Starting at the line that contains "Target: yellow caution tape" and continuing through the last line, write all of the lines out again, including the requests, but leave out the pictures. Scale every coordinate in the answers by 0.2, and round each result to a whole number, with halves rounded up.

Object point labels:
^^^^

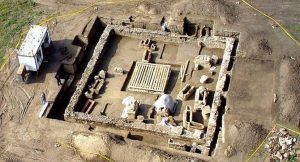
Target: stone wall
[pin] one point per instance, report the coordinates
(110, 30)
(81, 85)
(219, 94)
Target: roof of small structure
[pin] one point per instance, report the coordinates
(32, 41)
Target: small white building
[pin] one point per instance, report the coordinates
(31, 52)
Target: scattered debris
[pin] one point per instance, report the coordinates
(229, 151)
(119, 70)
(204, 79)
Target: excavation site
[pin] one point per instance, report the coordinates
(151, 81)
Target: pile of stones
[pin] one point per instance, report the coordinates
(282, 146)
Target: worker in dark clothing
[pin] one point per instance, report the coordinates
(58, 79)
(43, 98)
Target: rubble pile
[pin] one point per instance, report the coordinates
(281, 145)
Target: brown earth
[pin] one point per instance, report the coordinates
(267, 63)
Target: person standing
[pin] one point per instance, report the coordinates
(43, 98)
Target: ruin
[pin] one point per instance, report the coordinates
(120, 86)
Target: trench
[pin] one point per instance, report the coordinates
(63, 98)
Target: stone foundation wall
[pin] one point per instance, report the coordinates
(110, 30)
(219, 94)
(98, 52)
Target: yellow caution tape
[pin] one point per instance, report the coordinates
(275, 21)
(69, 14)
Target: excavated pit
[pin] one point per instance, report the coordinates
(117, 46)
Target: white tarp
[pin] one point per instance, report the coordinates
(165, 101)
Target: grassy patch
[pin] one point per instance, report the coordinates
(15, 16)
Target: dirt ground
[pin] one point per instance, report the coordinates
(267, 65)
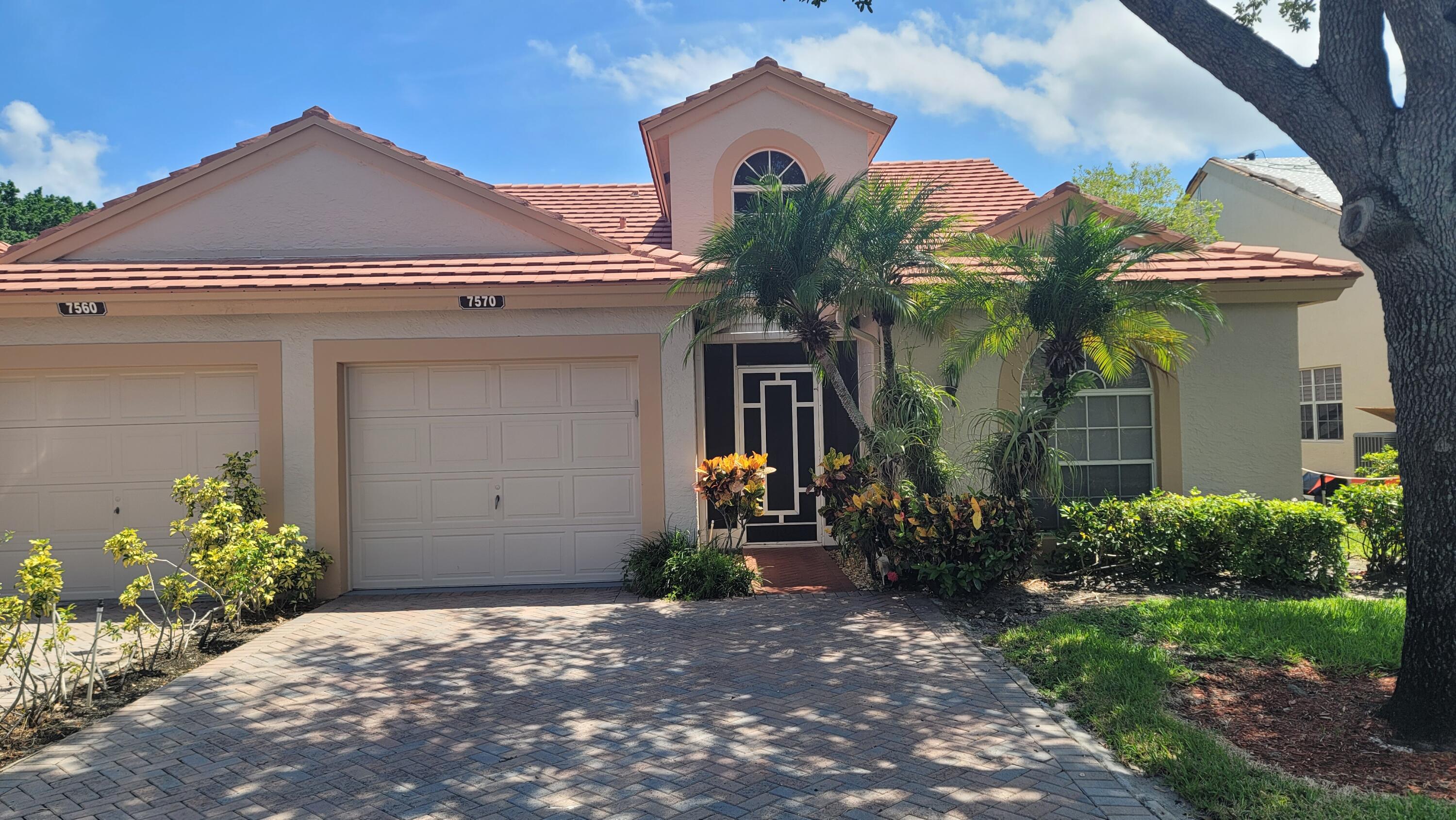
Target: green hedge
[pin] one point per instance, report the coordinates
(1175, 538)
(675, 566)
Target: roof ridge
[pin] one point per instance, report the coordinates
(312, 113)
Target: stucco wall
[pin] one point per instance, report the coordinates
(1235, 395)
(698, 148)
(1349, 331)
(298, 334)
(315, 203)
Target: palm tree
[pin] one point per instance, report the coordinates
(896, 238)
(779, 261)
(1076, 290)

^^^^

- **REPLY**
Target: yellow caution tape
[pin] one point per instance, report the coordinates
(55, 4)
(14, 3)
Target: excavated pit
[pin] one point per instance, report the coordinates
(23, 9)
Target: white tarp
[pin] one point per instance, report the coordinates
(33, 20)
Target: grassy patch
[pin] one point per instance, report the coordinates
(3, 3)
Target: dirt ground
[pin] one point per instance, report the coordinates
(53, 13)
Target: green hedge
[pin] one point per instance, report the coordinates
(235, 108)
(135, 113)
Target: roof ridge
[pin] one point per instance, report the coordinates
(62, 23)
Target: stucco wall
[pin] one point per instance, report the coordinates
(247, 79)
(140, 30)
(270, 66)
(60, 67)
(63, 41)
Target: palm tree
[pin] one point per instance, report the coordinates
(179, 48)
(156, 52)
(215, 58)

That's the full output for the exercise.